## begin Document text

Let me see the dictionary:
transform = "To change markedly the form or appearance of"
change = "To cause to be different".
Now, we have originally an atom 'e' (form A). After slicing we have a sequence
"e" (form B). Clearly, form A != form B (even in computer memory), so slicing
changes the form A to form B, and this is the definition of "transform" above. So
I conclude that that slice transforms 'e' into "e".

> 
> The bucket analogy is an excellent one. 
> 
> If you have a bucket of fruit, and you want to create a NEW bucket of fruit
> using one piece of fruit from the initial one, the syntax to do that is 
> 
>     newBucket = oldBucket[n..n]
> 
> If you have a bucket of fruit, and you want to look at one piece of fruit that
> is in it, the syntax to do that is 
> 
>     theFruit = oldBucket[n]
> 
> As you can see, the syntax you actually use depends on what you want to
> achieve.
> The slice syntax [x..y] gives you a new sequence/container/bucket, and the
> element
> reference syntax [z] gives you one element from a container.
> 
> > Yes. The manual is also very clear about this. However, 
> > the meaning of my question is another:
> > Why does Euphoria (the manual) define slices 
> > like x[n..n] and x[n] differently?
> 
> You misunderstand, it seems.
I dont't think so. Probably my question is not precise. Let me try again:
Why does Euphoria (the manual) define slice x[n..n] different from subscription
x[n]?

> 
>    [n..n] IS a slice, and [n] IS NOT a slice. 
I know this! This is the syntax definition of slice. This is clear in the
manual! My question is: why doesn't the interpreter transform the slice into a
subscript when the indexes are equal?

>    [n..n] IS NOT an element reference, and [n] IS an element reference.

## end Document text
## begin Data entries

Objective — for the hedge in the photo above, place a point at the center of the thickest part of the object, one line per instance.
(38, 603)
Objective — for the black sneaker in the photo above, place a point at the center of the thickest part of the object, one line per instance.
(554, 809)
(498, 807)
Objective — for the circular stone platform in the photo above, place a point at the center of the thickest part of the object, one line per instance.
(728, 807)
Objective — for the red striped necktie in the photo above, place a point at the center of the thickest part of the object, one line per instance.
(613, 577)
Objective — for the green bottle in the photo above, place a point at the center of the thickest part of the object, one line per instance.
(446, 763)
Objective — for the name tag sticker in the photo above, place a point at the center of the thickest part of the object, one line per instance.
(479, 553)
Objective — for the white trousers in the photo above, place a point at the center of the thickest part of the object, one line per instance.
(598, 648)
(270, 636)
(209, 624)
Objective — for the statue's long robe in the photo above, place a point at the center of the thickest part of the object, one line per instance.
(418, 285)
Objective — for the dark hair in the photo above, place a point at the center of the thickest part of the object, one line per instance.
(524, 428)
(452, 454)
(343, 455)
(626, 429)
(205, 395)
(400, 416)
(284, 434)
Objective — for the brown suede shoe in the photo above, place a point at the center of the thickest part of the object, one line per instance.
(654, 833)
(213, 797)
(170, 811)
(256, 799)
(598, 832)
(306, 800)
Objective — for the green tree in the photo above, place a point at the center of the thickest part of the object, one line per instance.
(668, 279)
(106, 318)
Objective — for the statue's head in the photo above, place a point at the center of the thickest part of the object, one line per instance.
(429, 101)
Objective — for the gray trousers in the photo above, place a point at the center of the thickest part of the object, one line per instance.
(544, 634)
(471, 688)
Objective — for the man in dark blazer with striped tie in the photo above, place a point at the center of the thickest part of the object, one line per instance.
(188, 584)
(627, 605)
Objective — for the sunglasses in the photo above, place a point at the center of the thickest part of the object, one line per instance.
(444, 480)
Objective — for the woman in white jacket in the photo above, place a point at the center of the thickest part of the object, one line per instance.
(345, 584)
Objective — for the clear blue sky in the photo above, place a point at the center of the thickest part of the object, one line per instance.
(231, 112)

## end Data entries

- **The exercise**:
In the forum thread on Euphoria slices, why does the writer conclude that the slice transforms 'e' into "e"? Respond in one to three sentences. The records are separate material and have no connection to the forum thread on Euphoria slices.

- **Solved problem**:
The original atom 'e' (form A) and the sequence "e" produced by slicing (form B) are different forms, even in computer memory. Slicing therefore changes form A into form B. This matches the quoted dictionary definition of "transform": "To change markedly the form or appearance of."